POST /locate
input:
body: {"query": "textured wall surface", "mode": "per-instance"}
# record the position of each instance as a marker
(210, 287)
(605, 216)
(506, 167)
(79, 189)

----------

**What the exercise asks:** Output the full listing again with nothing altered.

**Expected answer:**
POST /locate
input:
body: {"query": "textured wall surface", "mode": "per-instance"}
# record the position of each instance as a marker
(210, 287)
(605, 216)
(506, 167)
(79, 189)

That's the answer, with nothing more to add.